┌────────

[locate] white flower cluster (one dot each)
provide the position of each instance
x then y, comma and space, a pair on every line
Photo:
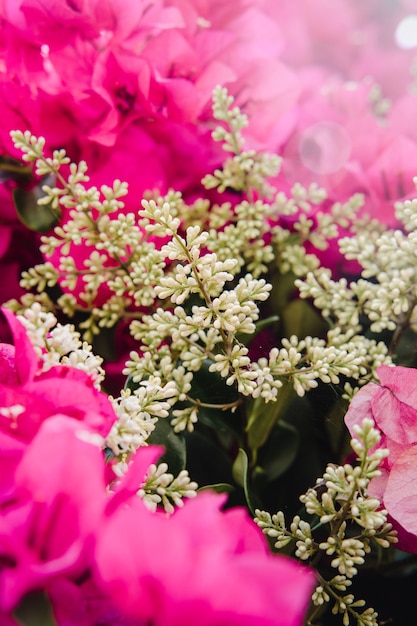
386, 294
356, 522
160, 487
59, 344
137, 412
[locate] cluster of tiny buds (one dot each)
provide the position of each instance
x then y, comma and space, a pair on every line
162, 488
355, 521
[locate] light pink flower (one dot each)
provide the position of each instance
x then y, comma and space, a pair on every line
392, 405
201, 565
48, 522
30, 397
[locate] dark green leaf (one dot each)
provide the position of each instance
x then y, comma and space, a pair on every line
218, 488
175, 448
300, 319
40, 218
35, 610
263, 416
241, 476
280, 450
12, 169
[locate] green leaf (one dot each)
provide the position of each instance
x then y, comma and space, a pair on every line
218, 488
40, 218
241, 476
280, 450
12, 169
174, 444
264, 415
210, 388
35, 610
300, 319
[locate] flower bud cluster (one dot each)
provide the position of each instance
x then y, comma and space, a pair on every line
355, 523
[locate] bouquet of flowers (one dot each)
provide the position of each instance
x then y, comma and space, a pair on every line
208, 369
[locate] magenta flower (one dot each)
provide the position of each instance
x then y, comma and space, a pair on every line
392, 405
199, 566
49, 519
29, 397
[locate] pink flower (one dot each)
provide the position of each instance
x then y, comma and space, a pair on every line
392, 405
48, 521
29, 397
200, 565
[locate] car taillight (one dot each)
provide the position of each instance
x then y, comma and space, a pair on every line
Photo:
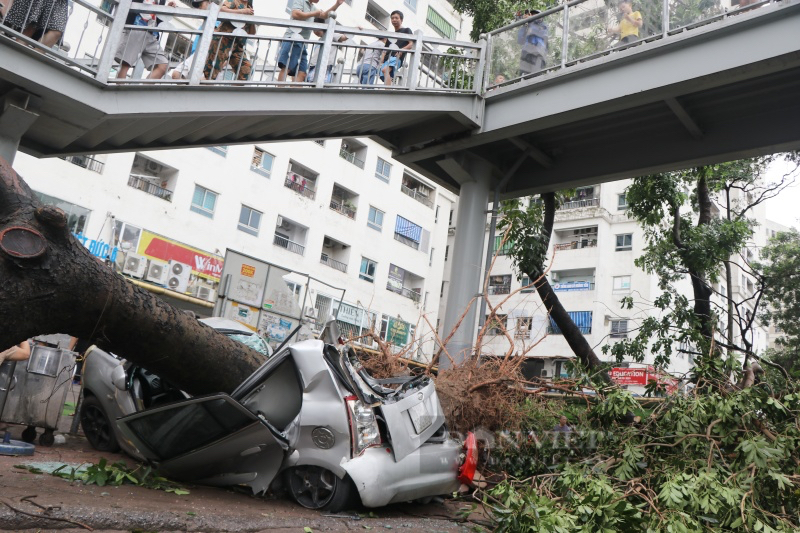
364, 430
466, 471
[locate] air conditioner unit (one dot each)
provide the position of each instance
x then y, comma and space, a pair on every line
207, 293
178, 276
156, 272
134, 265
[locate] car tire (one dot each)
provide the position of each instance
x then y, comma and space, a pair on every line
97, 427
317, 488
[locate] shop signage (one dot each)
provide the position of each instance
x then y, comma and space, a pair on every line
204, 264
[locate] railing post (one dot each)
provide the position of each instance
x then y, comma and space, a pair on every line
565, 36
416, 60
203, 46
481, 70
112, 42
321, 68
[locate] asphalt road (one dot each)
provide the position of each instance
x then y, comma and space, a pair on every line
43, 502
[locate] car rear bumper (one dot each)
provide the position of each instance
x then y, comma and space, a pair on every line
430, 470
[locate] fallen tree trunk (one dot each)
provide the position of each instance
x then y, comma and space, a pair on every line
50, 283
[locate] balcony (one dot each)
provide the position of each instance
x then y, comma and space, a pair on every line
573, 286
292, 246
351, 157
333, 263
581, 202
342, 208
416, 195
405, 240
299, 184
86, 161
575, 245
404, 291
144, 183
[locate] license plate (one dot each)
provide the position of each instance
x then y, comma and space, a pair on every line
420, 418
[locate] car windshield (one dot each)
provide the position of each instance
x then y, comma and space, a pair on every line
251, 340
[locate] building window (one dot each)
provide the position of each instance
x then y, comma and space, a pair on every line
619, 329
624, 242
523, 330
383, 170
262, 162
622, 284
582, 319
526, 281
496, 325
367, 271
500, 284
440, 25
203, 201
249, 220
375, 218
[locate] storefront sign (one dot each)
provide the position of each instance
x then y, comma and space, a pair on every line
100, 248
204, 264
629, 376
398, 332
572, 286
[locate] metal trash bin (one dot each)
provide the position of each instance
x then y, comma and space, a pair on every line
38, 390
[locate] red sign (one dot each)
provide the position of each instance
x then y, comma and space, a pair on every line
629, 376
204, 264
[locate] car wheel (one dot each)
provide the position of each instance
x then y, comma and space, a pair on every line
314, 487
97, 427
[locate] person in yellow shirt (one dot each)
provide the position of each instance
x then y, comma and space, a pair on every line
629, 24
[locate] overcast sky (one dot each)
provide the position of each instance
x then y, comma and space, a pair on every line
784, 208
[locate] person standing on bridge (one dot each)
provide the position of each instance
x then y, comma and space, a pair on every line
230, 50
396, 55
533, 38
142, 43
293, 57
629, 24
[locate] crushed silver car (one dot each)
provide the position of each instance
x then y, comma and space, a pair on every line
311, 419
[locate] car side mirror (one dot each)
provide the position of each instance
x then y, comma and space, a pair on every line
118, 378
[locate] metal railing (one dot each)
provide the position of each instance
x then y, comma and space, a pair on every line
582, 202
352, 158
581, 30
341, 208
143, 183
574, 245
421, 198
85, 161
404, 291
571, 32
405, 240
333, 263
294, 247
298, 186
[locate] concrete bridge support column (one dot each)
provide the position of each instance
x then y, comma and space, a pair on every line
15, 119
474, 176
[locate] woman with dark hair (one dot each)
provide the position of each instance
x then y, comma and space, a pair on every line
46, 16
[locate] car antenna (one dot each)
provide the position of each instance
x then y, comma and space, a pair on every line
278, 349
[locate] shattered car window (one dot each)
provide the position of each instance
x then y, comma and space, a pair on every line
252, 341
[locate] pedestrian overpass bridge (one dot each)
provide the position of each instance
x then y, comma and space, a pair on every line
696, 88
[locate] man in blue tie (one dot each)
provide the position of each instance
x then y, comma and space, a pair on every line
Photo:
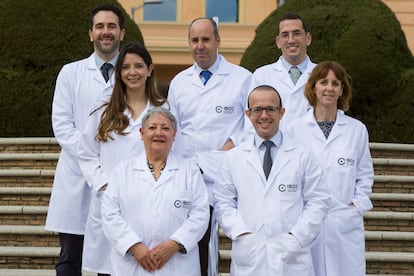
272, 212
291, 71
208, 99
79, 85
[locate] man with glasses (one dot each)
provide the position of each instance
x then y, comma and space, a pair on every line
271, 210
291, 71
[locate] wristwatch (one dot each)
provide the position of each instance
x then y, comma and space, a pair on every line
182, 248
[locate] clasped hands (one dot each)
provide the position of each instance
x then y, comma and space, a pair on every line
155, 258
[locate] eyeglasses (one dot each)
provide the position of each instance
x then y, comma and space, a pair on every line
270, 110
295, 34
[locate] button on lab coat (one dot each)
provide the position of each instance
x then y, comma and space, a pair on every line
347, 163
293, 200
79, 85
136, 208
97, 160
292, 95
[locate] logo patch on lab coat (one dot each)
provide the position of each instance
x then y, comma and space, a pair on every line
182, 204
225, 109
290, 188
342, 161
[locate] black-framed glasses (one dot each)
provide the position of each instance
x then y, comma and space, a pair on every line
270, 110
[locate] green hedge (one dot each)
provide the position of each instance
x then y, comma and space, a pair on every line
37, 38
367, 39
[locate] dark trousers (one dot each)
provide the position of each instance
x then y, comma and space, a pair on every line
70, 258
203, 245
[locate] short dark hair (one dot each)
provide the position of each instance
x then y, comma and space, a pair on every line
293, 16
108, 7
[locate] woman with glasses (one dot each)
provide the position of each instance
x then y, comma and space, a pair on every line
341, 144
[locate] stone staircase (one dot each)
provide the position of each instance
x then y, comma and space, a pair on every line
26, 174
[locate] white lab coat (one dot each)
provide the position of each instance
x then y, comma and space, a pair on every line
208, 116
347, 163
293, 200
97, 160
292, 95
136, 208
78, 86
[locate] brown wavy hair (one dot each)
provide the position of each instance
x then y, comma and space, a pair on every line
113, 118
320, 72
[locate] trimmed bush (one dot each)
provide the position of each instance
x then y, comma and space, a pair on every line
37, 39
367, 39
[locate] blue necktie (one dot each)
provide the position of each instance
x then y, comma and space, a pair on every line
206, 76
267, 159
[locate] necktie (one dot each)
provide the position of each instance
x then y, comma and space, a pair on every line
295, 74
105, 70
206, 75
267, 160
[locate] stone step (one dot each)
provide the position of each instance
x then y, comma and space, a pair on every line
374, 241
33, 196
26, 177
393, 184
389, 221
34, 272
17, 257
27, 235
23, 215
29, 144
393, 166
391, 150
396, 202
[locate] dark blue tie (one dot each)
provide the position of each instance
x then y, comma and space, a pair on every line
267, 159
105, 70
206, 76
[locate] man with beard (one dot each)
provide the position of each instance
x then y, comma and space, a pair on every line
291, 71
78, 87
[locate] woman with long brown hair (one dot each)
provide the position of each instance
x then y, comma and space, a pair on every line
112, 135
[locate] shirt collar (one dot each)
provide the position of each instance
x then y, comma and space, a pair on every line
99, 61
213, 68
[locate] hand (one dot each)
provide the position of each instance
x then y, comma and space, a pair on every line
164, 251
228, 145
144, 257
244, 234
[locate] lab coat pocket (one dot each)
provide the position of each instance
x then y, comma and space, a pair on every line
295, 258
243, 251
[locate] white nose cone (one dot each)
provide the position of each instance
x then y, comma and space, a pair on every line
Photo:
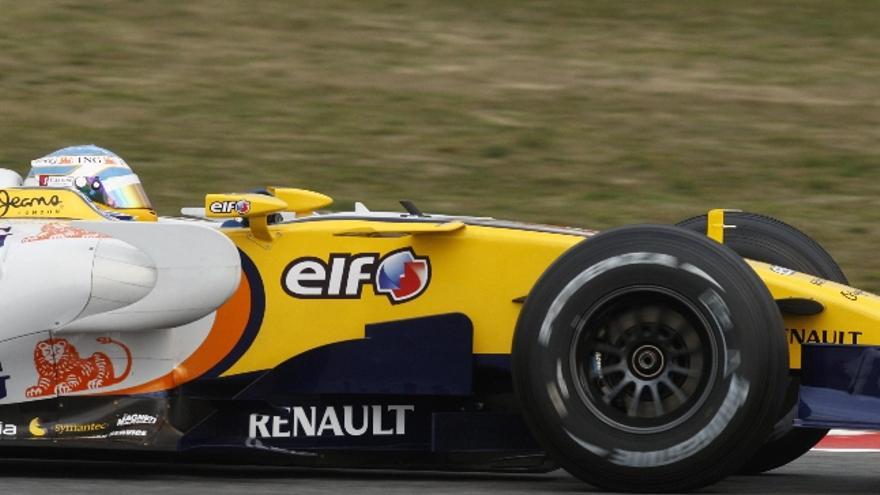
122, 275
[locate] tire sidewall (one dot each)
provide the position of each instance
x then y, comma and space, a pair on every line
734, 392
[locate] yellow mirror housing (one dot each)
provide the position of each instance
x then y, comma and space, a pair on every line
301, 201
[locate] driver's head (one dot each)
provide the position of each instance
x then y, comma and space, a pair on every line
97, 173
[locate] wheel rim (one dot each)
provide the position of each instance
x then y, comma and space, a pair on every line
643, 359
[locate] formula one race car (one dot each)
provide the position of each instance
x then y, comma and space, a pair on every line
643, 358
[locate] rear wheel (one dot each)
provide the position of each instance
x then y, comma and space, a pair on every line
769, 240
649, 358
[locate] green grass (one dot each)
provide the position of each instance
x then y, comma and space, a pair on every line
571, 112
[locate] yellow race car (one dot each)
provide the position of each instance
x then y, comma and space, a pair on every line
643, 358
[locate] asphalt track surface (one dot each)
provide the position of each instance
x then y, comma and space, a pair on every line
815, 473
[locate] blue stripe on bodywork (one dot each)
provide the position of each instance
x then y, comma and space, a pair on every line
255, 321
840, 387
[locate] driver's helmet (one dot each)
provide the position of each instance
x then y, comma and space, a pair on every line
99, 174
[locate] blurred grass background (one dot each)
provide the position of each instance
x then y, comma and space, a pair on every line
569, 112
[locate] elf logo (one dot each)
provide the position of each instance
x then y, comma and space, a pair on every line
400, 275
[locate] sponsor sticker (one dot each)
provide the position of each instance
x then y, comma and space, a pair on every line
128, 433
332, 421
8, 430
241, 207
55, 180
136, 419
824, 336
401, 276
29, 206
82, 373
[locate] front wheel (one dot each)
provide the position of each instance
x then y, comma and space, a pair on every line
649, 358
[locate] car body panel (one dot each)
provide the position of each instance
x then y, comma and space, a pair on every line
270, 328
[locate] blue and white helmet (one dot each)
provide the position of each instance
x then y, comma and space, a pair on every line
99, 174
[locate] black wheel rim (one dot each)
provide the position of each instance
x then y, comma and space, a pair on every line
643, 359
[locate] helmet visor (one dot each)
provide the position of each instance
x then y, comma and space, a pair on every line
120, 192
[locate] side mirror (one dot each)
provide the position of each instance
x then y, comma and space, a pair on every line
255, 207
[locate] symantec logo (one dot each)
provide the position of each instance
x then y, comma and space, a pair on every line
400, 275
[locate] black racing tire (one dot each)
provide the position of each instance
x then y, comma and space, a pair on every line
766, 239
649, 358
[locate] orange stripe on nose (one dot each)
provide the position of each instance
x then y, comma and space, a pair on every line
229, 325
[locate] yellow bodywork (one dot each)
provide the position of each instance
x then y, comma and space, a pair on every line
476, 270
479, 270
851, 316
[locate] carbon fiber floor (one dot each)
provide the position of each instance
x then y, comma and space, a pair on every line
816, 473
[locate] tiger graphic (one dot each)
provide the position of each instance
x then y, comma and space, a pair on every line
61, 370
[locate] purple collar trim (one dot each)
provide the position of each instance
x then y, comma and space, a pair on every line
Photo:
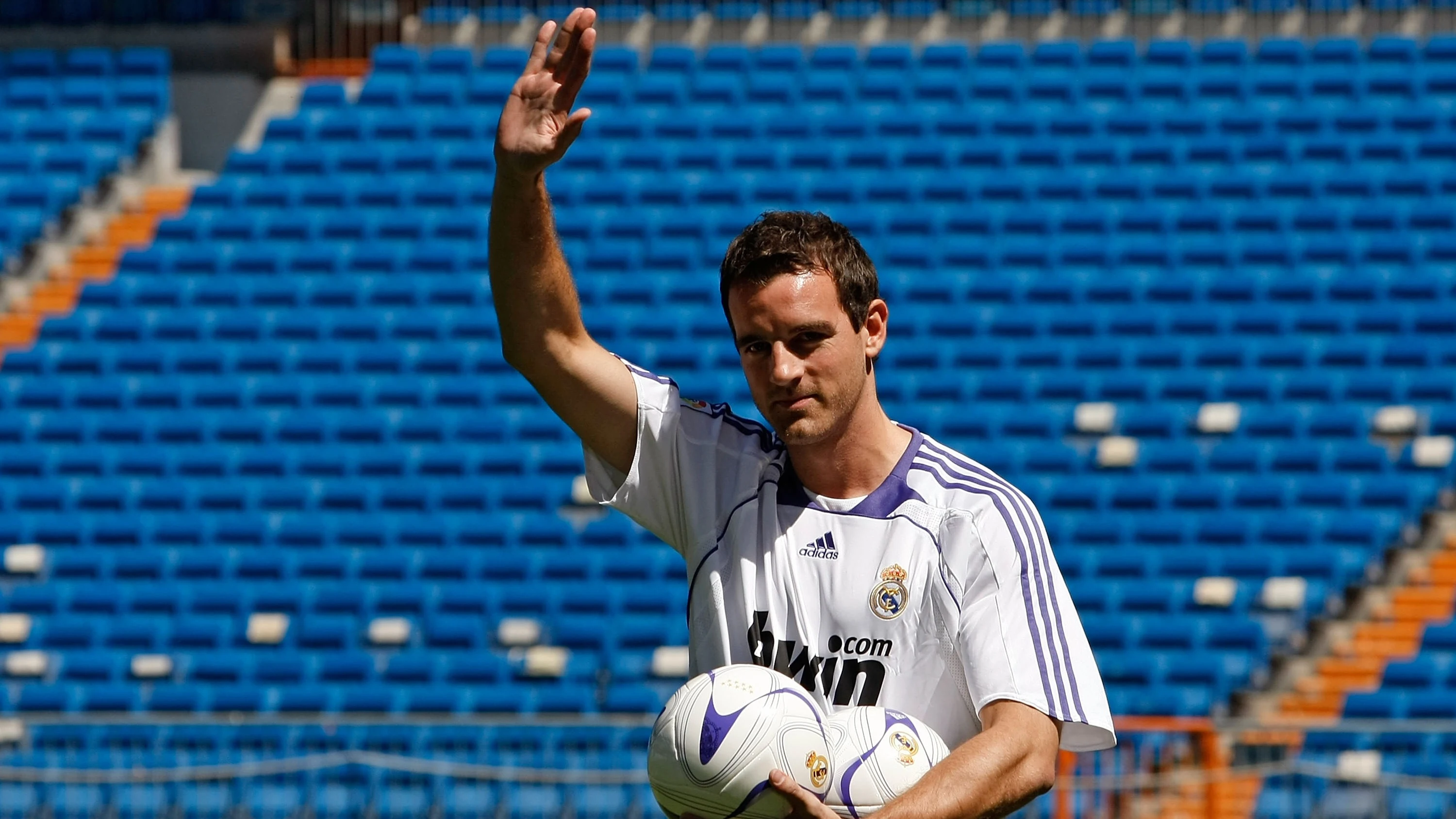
878, 504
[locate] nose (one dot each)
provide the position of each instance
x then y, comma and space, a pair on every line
787, 367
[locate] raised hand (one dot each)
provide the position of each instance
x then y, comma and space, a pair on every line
538, 124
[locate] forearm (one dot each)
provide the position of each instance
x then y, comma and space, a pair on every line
992, 774
535, 297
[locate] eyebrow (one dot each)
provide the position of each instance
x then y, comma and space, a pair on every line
825, 328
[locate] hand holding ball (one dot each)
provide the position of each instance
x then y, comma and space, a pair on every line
877, 755
721, 735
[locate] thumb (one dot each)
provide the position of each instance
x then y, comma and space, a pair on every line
571, 130
801, 799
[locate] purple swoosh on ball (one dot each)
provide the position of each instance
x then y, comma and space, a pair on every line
717, 726
892, 719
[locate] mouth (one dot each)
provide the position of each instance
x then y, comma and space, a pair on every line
794, 405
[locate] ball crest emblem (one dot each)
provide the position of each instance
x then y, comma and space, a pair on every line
889, 598
906, 747
817, 766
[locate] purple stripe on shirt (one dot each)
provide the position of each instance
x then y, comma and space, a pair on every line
1026, 582
1037, 534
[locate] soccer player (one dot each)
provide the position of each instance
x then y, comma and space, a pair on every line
861, 557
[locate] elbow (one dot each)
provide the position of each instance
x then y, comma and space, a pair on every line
1040, 771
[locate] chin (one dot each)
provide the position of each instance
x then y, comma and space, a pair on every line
801, 431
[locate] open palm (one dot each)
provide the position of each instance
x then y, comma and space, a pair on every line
538, 124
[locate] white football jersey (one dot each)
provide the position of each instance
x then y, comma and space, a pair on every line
935, 594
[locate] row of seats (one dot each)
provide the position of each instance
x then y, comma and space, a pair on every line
303, 530
330, 799
404, 60
991, 91
1095, 162
918, 399
1116, 557
1205, 527
373, 461
643, 126
455, 493
137, 94
350, 697
580, 630
606, 557
1228, 334
67, 123
394, 300
443, 741
85, 63
123, 129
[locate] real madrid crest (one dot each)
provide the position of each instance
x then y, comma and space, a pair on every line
889, 598
906, 747
817, 766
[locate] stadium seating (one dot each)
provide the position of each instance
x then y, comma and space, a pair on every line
1194, 299
66, 121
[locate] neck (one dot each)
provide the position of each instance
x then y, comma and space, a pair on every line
858, 459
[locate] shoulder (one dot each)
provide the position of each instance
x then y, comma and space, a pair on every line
746, 428
702, 421
972, 495
951, 480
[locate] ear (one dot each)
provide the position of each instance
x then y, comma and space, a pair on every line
877, 328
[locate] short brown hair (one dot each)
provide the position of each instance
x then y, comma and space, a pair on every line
785, 242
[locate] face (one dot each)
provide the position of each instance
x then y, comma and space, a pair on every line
807, 366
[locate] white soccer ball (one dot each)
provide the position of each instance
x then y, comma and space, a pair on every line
877, 755
724, 731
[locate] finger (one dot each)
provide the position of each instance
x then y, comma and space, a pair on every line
539, 50
579, 35
571, 130
798, 798
564, 38
573, 81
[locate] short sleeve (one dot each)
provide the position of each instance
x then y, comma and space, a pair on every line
1020, 636
694, 460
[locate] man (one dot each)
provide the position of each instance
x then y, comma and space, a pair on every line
858, 556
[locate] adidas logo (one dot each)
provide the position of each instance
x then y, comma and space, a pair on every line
823, 547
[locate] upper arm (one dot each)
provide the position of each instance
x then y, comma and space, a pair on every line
1043, 734
593, 393
1020, 635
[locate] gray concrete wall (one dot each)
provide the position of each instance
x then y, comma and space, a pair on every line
212, 111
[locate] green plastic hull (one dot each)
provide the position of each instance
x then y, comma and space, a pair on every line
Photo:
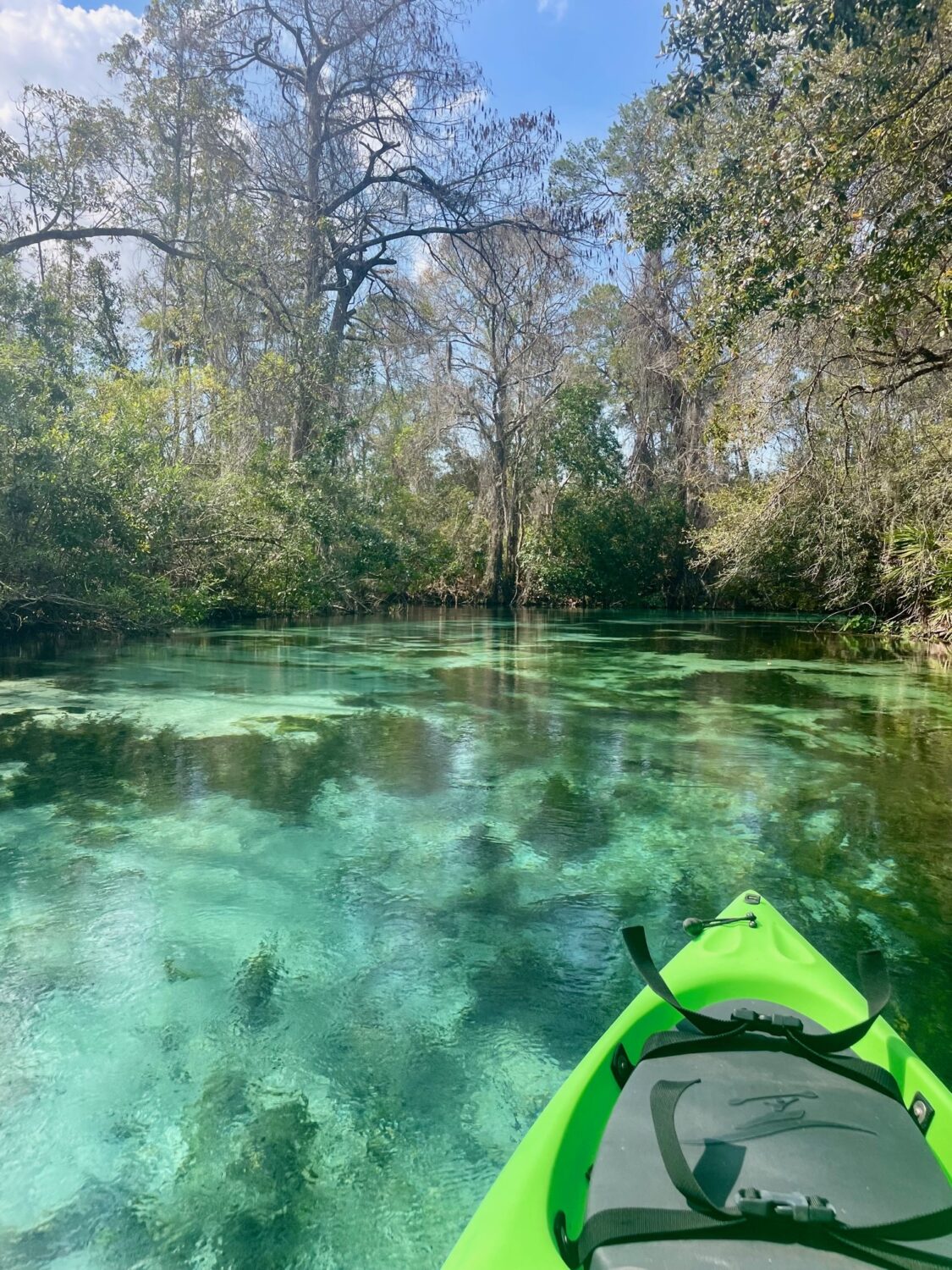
513, 1226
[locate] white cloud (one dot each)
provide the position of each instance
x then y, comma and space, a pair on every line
43, 42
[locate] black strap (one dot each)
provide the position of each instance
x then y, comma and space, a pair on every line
872, 975
664, 1100
875, 982
675, 1041
636, 944
706, 1218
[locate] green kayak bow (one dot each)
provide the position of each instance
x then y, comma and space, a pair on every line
748, 1109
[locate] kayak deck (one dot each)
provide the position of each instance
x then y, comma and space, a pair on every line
546, 1175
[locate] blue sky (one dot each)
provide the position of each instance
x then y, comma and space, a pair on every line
581, 58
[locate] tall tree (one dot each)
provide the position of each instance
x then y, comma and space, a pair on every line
498, 307
368, 134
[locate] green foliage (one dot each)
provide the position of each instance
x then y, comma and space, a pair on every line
921, 569
804, 178
608, 548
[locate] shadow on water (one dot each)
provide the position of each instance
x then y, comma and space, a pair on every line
302, 926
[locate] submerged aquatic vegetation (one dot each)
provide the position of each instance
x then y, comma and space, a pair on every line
241, 1198
256, 983
267, 995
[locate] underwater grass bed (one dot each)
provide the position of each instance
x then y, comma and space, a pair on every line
302, 929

└────────

**Exercise directions:** All lines from the line containing "[locate] green foliage (one dot each)" through the end of the listing above are to be duplicated exactly; include both ends and nothing further.

**In response:**
[locate] green foliage (one dot each)
provide the position of each instance
x then y, comma and space, a pair on every line
921, 569
804, 178
608, 548
[locate] shadow on water (one dot each)
provide the position of each instance
x then y, comma and space, a pair on every line
302, 926
[locate] submerged aquatic vegetation (one dot each)
provide the position of each instance
x then y, comma and space, a pair on every line
241, 1198
256, 983
267, 995
[locate] underwater grass bed (one dot each)
provide the position of each instance
x then y, comma and space, a pair on every line
302, 929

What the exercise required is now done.